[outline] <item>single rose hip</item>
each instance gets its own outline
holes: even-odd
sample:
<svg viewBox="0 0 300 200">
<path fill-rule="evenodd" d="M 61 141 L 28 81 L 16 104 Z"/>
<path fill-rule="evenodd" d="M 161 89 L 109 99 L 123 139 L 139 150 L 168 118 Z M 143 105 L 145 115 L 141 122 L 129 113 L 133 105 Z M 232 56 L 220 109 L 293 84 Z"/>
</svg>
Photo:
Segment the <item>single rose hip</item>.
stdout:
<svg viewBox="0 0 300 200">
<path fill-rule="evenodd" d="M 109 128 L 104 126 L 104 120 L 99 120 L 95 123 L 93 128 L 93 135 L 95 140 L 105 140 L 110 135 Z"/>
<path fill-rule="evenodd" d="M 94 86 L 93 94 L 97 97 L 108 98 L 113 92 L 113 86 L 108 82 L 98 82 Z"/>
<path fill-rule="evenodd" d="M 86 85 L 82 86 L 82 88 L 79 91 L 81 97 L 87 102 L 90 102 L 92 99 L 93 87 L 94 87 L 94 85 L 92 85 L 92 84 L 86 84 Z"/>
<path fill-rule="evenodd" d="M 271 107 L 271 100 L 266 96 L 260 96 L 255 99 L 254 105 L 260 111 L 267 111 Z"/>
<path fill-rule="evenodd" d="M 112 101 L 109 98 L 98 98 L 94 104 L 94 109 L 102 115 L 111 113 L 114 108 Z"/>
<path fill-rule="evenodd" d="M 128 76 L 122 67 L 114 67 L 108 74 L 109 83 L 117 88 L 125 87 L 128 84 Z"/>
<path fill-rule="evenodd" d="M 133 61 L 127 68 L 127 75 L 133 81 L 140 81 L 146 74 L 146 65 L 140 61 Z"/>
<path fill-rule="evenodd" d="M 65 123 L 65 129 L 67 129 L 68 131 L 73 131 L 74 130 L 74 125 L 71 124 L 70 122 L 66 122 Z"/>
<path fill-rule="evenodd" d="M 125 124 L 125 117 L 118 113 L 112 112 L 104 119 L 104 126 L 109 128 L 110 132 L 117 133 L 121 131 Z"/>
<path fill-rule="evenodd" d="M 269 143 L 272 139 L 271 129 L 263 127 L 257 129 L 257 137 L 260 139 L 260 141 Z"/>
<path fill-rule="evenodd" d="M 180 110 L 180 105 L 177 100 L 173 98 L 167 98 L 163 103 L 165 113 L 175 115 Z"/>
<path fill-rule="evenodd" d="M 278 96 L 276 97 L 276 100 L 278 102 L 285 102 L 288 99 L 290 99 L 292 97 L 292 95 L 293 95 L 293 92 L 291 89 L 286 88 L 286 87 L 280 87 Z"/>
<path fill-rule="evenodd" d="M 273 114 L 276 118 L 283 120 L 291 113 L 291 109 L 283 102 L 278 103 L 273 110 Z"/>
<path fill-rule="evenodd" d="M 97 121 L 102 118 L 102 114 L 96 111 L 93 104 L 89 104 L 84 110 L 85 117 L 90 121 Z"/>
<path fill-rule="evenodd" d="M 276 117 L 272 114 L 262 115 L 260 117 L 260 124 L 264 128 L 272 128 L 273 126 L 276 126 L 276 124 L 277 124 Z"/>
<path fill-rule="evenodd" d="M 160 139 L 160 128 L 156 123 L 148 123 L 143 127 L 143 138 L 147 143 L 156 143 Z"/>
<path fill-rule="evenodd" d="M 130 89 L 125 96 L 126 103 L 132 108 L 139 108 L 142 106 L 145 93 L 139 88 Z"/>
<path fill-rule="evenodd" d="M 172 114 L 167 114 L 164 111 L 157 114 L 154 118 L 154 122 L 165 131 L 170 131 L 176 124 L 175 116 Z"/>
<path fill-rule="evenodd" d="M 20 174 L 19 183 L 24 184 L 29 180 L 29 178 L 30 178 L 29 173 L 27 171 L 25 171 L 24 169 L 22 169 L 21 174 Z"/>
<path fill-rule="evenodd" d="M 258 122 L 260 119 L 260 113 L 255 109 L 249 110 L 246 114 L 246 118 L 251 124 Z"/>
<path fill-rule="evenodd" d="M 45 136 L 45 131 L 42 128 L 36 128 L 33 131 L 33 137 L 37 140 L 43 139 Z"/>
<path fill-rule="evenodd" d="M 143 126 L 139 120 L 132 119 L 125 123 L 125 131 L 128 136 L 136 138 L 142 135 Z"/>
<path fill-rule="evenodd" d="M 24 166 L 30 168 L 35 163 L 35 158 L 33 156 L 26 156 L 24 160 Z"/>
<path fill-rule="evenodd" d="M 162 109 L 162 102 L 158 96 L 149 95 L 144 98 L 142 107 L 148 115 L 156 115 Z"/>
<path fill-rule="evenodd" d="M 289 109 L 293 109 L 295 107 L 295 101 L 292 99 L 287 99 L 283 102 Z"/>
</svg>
# # # # #
[BRIEF]
Determine the number of lines in these entries that contain the word "rose", and write only that number.

[RESPONSE]
2